→ Instruction: Exactly as they appear, output all of the entries.
————————
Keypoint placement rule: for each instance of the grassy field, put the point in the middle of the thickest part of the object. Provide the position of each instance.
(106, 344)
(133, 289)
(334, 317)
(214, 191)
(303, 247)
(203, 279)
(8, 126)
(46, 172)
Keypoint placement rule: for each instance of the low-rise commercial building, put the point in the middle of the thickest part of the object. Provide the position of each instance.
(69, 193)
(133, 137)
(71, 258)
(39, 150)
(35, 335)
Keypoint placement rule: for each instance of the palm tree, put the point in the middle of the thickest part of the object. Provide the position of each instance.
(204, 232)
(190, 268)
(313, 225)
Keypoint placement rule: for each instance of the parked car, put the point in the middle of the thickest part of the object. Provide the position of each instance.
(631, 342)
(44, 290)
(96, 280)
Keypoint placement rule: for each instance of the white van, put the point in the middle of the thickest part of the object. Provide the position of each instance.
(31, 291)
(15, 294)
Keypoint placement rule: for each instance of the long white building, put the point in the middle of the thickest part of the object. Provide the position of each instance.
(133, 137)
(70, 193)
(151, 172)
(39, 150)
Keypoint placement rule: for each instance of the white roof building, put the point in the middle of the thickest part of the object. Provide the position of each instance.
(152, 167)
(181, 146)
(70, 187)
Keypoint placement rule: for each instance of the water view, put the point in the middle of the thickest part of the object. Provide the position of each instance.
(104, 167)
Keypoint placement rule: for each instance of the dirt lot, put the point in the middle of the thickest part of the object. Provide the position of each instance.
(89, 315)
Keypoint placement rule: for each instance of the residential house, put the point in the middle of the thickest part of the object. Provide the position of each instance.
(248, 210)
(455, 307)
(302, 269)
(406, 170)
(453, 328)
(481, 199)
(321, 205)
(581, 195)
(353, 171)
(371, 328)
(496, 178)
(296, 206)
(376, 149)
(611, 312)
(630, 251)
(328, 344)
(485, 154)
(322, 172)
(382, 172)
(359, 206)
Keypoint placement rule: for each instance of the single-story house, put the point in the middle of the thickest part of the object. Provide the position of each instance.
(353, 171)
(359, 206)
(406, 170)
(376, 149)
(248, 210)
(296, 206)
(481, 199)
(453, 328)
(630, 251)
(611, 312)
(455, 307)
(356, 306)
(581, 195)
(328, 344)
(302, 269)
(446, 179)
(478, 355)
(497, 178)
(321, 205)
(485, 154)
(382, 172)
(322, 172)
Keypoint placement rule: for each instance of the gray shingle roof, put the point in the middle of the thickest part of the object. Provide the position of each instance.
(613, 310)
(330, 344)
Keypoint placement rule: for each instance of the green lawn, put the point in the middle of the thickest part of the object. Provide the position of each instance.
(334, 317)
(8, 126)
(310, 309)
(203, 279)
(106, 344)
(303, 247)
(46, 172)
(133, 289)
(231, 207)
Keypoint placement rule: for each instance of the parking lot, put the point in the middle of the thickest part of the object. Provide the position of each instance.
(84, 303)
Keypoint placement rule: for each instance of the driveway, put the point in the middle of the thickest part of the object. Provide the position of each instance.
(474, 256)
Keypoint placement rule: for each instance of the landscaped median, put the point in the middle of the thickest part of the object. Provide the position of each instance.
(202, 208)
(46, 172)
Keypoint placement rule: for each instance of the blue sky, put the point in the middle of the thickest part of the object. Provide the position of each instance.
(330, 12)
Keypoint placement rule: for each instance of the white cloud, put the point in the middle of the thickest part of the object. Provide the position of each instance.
————————
→ Response to this exercise:
Keypoint placement rule: for each instance of the grassy field, put the point in the middle of the thickest part of the object. Provide the position of each instance.
(106, 344)
(133, 289)
(334, 317)
(214, 191)
(303, 247)
(203, 279)
(8, 126)
(46, 172)
Keypoint placement rule: for each instance of the low-rise commercial building, put the point in the middle of the thickest part of the object. Provide the position of each instance.
(69, 193)
(133, 137)
(71, 258)
(39, 150)
(35, 335)
Keypoint placement rule: for each instance of the palm tree, put the point in the middle of the thickest part of the object. Provide the position of each instance.
(204, 232)
(190, 268)
(313, 225)
Keypoint placement rule: for each instance of the parked car, put the point in the middle of the thickest part of the object. Provide the position of each instance.
(631, 342)
(44, 290)
(96, 280)
Keypoint placement rule: for each instance of the white van, put the point in the middle of the thickest part of the object. Provide the position of each instance.
(31, 291)
(15, 294)
Keypoint placement rule: for each instance of the long white building, put the point in the middle of the thickest part of the object. Provide the position of each instance.
(133, 137)
(70, 193)
(151, 172)
(39, 150)
Keypoint placement rule: for each instance of the white roof building, put the point in the middle of the thickest part of the object. Provide the position of each instance.
(152, 167)
(181, 146)
(70, 187)
Keypoint placement rule: for each instance of the water view, put the point in the middle of the thickest part of the object. Provide the position of each instance.
(104, 167)
Keypoint placement rule: for each instance of the dirt lot, put the point in the middle of the thickest part of the object. Provide the position of each instance.
(89, 315)
Keypoint placement rule: for each instance of the residential house, put the point in the middle of the thickest part of the object. Provide the position of each instance.
(248, 210)
(455, 307)
(302, 269)
(406, 170)
(453, 328)
(481, 199)
(321, 205)
(581, 195)
(353, 171)
(371, 328)
(496, 178)
(296, 206)
(376, 149)
(611, 312)
(630, 251)
(328, 344)
(485, 154)
(322, 172)
(382, 172)
(359, 206)
Keypoint placement rule: for each instance of the single-story house, put the point in the middle of the thickest part of the object. Provide the position of each instance.
(353, 171)
(359, 206)
(406, 170)
(376, 149)
(248, 210)
(296, 206)
(481, 199)
(453, 328)
(630, 251)
(611, 312)
(455, 307)
(356, 306)
(581, 195)
(328, 344)
(302, 269)
(446, 179)
(478, 355)
(497, 178)
(321, 205)
(485, 154)
(382, 172)
(322, 172)
Keypoint placement rule: for each instance of the gray shingle roof, put the point in the middle of the thickest part of the object. Provide the position of each instance.
(613, 310)
(330, 344)
Keypoint placement rule: for each instance of the green lawn, put the point in the middle of the thickest part of the object. Provide the position of each instance.
(334, 317)
(8, 126)
(310, 309)
(203, 279)
(106, 344)
(303, 247)
(46, 172)
(133, 289)
(231, 207)
Keypoint placement rule: for each instance of the parking lot, put the point in the middle of the thickest part of the object. Provide the position of each instance.
(84, 303)
Keypoint placement rule: for each instance of the driveway, put the point in the middle of the thickest part of the object. Provide the position of each instance.
(474, 256)
Keypoint placement rule: for each instance of the landscaped median, put the point in the middle of the thickest part of the object. Provide the position of each instance.
(202, 208)
(46, 172)
Keypoint placement rule: for each instance of the blue sky, put the point in the middle of the thickest part of the object. Provide the position of each instance.
(330, 12)
Keypoint placement rule: for each instance of the white cloud, put the point in the middle of the thickest part of the object. Provide the position of each instance.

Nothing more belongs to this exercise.